Input records
::::
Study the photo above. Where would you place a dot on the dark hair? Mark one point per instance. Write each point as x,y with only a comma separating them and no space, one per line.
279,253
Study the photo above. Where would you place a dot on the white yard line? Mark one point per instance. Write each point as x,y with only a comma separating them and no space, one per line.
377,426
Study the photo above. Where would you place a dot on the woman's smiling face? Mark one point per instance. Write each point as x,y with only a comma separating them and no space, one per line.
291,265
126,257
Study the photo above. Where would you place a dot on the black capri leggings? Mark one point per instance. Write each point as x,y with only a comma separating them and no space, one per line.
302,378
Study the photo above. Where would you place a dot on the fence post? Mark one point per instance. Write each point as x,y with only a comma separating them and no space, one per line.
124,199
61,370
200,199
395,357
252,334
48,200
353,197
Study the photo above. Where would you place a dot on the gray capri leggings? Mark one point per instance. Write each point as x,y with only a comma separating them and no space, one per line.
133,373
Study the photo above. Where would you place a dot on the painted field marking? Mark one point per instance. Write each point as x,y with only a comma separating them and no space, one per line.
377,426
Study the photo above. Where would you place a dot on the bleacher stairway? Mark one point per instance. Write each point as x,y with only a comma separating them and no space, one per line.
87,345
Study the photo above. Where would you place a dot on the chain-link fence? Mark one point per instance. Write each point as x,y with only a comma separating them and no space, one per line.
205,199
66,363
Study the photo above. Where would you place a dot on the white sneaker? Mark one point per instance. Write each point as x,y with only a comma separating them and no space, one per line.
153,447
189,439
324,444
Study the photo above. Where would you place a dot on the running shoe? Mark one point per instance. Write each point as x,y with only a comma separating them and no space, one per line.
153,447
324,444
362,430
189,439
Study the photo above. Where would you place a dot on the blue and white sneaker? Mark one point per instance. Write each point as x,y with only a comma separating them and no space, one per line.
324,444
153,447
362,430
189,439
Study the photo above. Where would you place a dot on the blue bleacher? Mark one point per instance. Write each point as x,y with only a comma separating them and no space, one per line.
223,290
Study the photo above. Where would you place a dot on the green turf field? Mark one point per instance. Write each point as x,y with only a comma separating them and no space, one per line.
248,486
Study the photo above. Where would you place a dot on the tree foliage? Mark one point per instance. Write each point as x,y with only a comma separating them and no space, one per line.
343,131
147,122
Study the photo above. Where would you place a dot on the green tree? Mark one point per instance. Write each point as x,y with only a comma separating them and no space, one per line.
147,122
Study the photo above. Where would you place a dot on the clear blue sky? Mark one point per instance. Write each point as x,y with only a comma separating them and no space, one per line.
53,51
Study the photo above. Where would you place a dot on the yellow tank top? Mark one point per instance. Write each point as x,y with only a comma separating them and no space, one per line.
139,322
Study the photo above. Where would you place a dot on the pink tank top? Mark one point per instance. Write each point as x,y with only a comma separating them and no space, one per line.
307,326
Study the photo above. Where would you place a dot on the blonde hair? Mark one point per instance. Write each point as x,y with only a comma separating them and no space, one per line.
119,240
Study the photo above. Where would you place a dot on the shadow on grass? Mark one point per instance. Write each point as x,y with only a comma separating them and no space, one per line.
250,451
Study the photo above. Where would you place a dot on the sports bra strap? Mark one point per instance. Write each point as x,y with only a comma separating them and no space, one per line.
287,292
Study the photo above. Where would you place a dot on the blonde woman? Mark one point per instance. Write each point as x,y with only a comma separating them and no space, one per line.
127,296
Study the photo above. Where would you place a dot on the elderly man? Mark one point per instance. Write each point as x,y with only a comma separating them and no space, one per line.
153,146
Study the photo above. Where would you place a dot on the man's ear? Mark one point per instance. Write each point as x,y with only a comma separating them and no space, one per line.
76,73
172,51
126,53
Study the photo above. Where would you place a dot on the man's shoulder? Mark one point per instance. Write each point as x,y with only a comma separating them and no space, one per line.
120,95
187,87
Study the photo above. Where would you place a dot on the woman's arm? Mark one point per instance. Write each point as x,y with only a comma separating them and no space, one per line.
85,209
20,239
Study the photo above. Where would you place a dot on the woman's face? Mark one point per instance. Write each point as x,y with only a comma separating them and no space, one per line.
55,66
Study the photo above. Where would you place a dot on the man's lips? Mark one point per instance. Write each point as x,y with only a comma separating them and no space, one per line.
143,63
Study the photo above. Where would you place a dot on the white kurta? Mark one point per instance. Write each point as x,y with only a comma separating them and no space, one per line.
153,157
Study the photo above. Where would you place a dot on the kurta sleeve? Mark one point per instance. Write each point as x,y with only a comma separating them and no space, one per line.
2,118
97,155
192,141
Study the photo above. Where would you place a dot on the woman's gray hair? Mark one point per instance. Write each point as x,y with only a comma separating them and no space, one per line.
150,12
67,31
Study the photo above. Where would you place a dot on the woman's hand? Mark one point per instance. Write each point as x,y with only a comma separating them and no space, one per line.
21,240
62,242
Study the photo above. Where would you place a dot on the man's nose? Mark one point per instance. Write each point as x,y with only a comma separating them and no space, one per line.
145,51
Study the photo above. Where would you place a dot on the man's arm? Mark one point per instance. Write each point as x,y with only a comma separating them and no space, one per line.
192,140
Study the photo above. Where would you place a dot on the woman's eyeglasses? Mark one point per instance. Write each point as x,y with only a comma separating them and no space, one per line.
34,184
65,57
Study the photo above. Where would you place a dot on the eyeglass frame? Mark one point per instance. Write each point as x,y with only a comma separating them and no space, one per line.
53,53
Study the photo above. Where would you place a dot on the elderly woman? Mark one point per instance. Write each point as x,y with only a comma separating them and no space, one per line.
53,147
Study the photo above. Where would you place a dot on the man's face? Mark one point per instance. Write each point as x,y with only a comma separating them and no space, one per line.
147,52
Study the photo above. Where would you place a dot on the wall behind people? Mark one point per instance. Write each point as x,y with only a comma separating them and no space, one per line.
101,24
::::
Required action
Transcribe the entries exactly, and make each line match the original.

Response
Study the photo above. Where would you place a dot on the dark hair? Mark one point per instance. Write each point as x,y with only a comma separating them and no space, one per line.
279,253
Study the photo above. Where would you place a dot on the white yard line? Mark one point per instance. Write each point as x,y with only a comma separating them and no space, one per line.
377,426
Study the photo above. Where would you place a dot on the woman's smiling face? Mark one point per instance. Write each point as x,y with only a comma separating them and no space, one per line.
291,265
126,257
Study the photo above. Where would you place a dot on the black capri leggings? Mark one point per instance. Write each point as x,y with only a comma separating them and no space, one per line.
302,378
Study the photo above. Where would you place a dot on the fence post? Mark one point per instance. Write each point as x,y with only a comma separating them and no space, one per line.
124,199
61,370
200,199
395,357
252,334
48,200
353,197
Study the photo above. Where would you place a dot on the gray capri leggings? Mark one point per instance. Write each point as x,y with only a comma separating them and no space, one per line.
133,373
Study the photo above. Where would you place a dot on the painted field marking? Mark one point per instance. Write each point as x,y with only a comma separating them and no space, one per line.
377,426
Study the photo above. Where would you place a dot on the bleacher stairway? Mark one point per instance. Write each point as x,y with only a comma separating them and no space, one per line.
87,345
Study the photo above. Where would you place a dot on the chain-link fence? Mark one point per instance. Write each point as x,y with only a comma separating them and no space, one per line.
205,199
66,363
Study the photo above. Where would you place a dot on the white sneaker? Mark one point per instance. Write each point as x,y with only a comma separating them and no space, one per line.
153,447
189,439
324,444
Study the photo above. Where would you place a dot on the running shoe? Mark one point per instance. Write each point as x,y with only a comma separating them and no space, one per line.
153,447
324,444
362,430
189,439
Study the photo above. Where would you place a dot on the blue and white sneaker? Mark one point per instance. Write each point as x,y with only a comma separating them and no space, one per line.
324,444
153,447
362,430
189,439
Study the photo above. Where would you place a dot on the blue bleacher? Mark one point per instance. Write each point as x,y with only a comma separating them and no space, one per line.
223,290
Study the photo above. Where would you place a dot on the green turf field? Mark one point per instance. Write each point as x,y with only a comma separating them and no space, one per line.
248,486
Study the photo above. Where would you place a dot on the tree foliage? Mark one point per instance. Write each point as x,y with only a comma separating them and no space, one per line.
343,131
147,122
Study the photo above. Where would you place a dot on the green tree? Mark one point per instance. Write each point as x,y with only a comma separating them and no space, one per line.
147,122
Study the photo above. Where would you place a dot on the clear blue sky? Mark one point per instance. Write each point as x,y with only a comma separating them and no space, one per line.
53,51
Study the photo above. Where would you place a dot on the yellow tank top? Mark one point per instance. Write each point as x,y with only a comma separating them and no space, one per line.
139,322
Study the photo above. Where would you place a dot on the pink tank top? Mark one point per instance. Write each point as x,y with only a comma separating them and no space, one per line.
307,326
Study the photo above. Where would you place a dot on the blonde hair? Mark one point per instance. Write each point as x,y with only a comma separating them and no space, one per line.
119,240
Study the photo above. Where would you place a dot on the shadow on grass? Mark one point per instance. Write each point as x,y with only a comma separating them and no space, one per line.
250,451
Study the photo above. Where would you place a dot on the sports bra strap? Mark one point per instance. Write each point as x,y with only a comma separating them and no space, one per line.
287,292
Study the photo above. Where would you place a dot on the blonde woman? Mark one point per instance. Write each point as x,y with only a comma separating them and no space, one per line.
127,296
Study the photo above. Where would you place a dot on the elderly man? Mark one point per instance. Write each point as x,y with only a comma separating them and no space, one per line.
153,146
Study the photo above. Where would you place a dot on the man's ear? Mark one point per instance. Write each point as x,y with only a comma separating them and no space, one per line.
76,73
172,51
126,53
Study the photo above. Where would you place a dot on the man's shoulder? Mark one point per instance. Write each point as x,y with only a comma separating them and no space, one per line.
120,95
187,87
Study the photo above. Where would you place a dot on the woman's arm? Mark one point per instance. Write each point as x,y with only a comma separating them and no space, one per line.
85,209
20,239
Study the photo above. Where would you place a dot on the woman's face? Mark one point per instance. Write each point as x,y with only a comma separating them and no space, one per line.
55,66
Study the photo above. Where would you place a dot on the man's lips? Mark one point per instance. Write each point as x,y with only a comma separating them and no space, one per line.
143,63
Study the photo above. Where would you place a dot on the white kurta? Mark one point per instance. Write each point as x,y with only a comma separating them and no space, one per line.
153,157
Study the photo above. Where would you place a dot on the kurta sleeve? Mark one point per instance. Write each point as x,y with only a comma separating them and no space, one per line.
2,118
97,155
192,141
Study the photo above. Where would you place a dot on the woman's gray hair? Mark one point per instance. Write each point as x,y with only a comma separating them and no space, one per line.
150,12
67,31
Study the photo above. Where would you place a dot on the woman's hand? Mark one point per instance. Write each point as x,y with only a comma separating them and no space, one per line.
21,240
62,242
Study the photo above. Where would you place a dot on the man's nose? Mark one point per instance. Write each point as x,y with only a comma separating them and no space, one per line.
145,51
Study the photo above. Where would you place a dot on the man's arm? Mark one point per instance. Write each point as x,y with only a comma separating them and no space, one per line.
192,140
Study the photo above. Where would you place a dot on the woman's eyeglasses? Mark one point per instance. Write each point as x,y with only a comma separating them and no space, one per line.
34,184
65,57
Study the photo above. Where would you place a dot on the eyeglass frame? Mark one point per instance. Write each point as x,y with only a comma separating them and no space, one per line.
53,53
Study the photo above. Where would you place a dot on the elderly woman? Mark one point per instance. Write each point as x,y with only a comma separating them and no space, one per line.
53,147
Study the photo above. Where would you place a dot on the man's face? Mark one point per instance. Write each point as x,y with only a comma separating them and no space, one per line.
147,52
Study the photo above. Where would you place a dot on the wall behind people? Mark one point per instance. Write each point as x,y with only a comma separating them and no space, one per line.
101,24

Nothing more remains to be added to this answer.